### Short exercise 1:
From the forum post on centurial signs, transcribe the passage starting at "He analyzes centurial" and ending at "the order pili-principes-hastati.".
### Short exercise 2:
Name every place the forum post on centurial signs gives as the location or origin of an inscription.
### Short exercise 3:
According to the forum post on centurial signs, in what year were centurial signs first found?

----- Selected extract -----

Thread Rating:
  • 0 Vote(s) - 0 Average
  • 1
  • 2
  • 3
  • 4
  • 5
Centurial Signs and the battle order of the legiones
#1
I did not found this in this forum - but I think it is of very high importance for the understanding of the legions and is worth beeing known and discussed - it partly fits (and contradicts) the thread "Vegetius legion description" http://www.romanarmy.com/rat/viewtopic.php?t=11146

Centurial signs were the symbols that mark the rank and place of centuriae and centurions. They first were found in 1983 - their sequence and meaning being unclear. Michael Speidel in a paper from 2005 is sure to be able to establish their sequence, "which offers a new tool for understanding the legion's structure and deployment" (Zeitschrift für Papyrologie und Epigraphik ZPE 154, p. 286-292)

He analyzes centurial signs from inscriptions in Mainz, Germany and Lambaesis in Numidia which should show the same sequence, which therefore , as Speidel thinks "will have been the same for all imperial legions".
The signs seem to be arranged in the order pili-principes-hastati.
Speidel tries to find an arrangement of the six signs, which fits the known deployment of a cohort. He concludes: "Scholars have said that we know nothing about the cohorts deployment in the first three centuries of our era" (e.g. Goldsworthy, Roman Army at War, 1996, 181; Wheeler 2004 ...) ... but Speidel states: "The three battle lines of hastati, principes, and pili may therefore have survived as a deployment possibility of the imperial legion."
So Speidel thinks the legions were still organized in maniples in the imperial era and may have had tactical importance. He cites a building inscription on Hadrian's Wall and one from Apamea, mid 3rd century. The last mentions legionary phalangarii, lancearii and sagittarii. "These ranks must have been linked to battle positions, perhaps tied to battle lines so that front-line phalangarii served mostly among the hastati, bowmen among the principes and pili."

----- Dataset content -----

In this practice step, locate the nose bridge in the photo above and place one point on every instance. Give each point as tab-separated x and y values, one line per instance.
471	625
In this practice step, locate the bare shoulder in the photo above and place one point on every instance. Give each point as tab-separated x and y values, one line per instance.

-----

### Task output 1:
He analyzes centurial signs from inscriptions in Mainz, Germany and Lambaesis in Numidia which should show the same sequence, which therefore , as Speidel thinks "will have been the same for all imperial legions".
The signs seem to be arranged in the order pili-principes-hastati.

### Task output 2:
Mainz, Germany; Lambaesis in Numidia; Hadrian's Wall; Apamea

### Task output 3:
They were first found in 1983.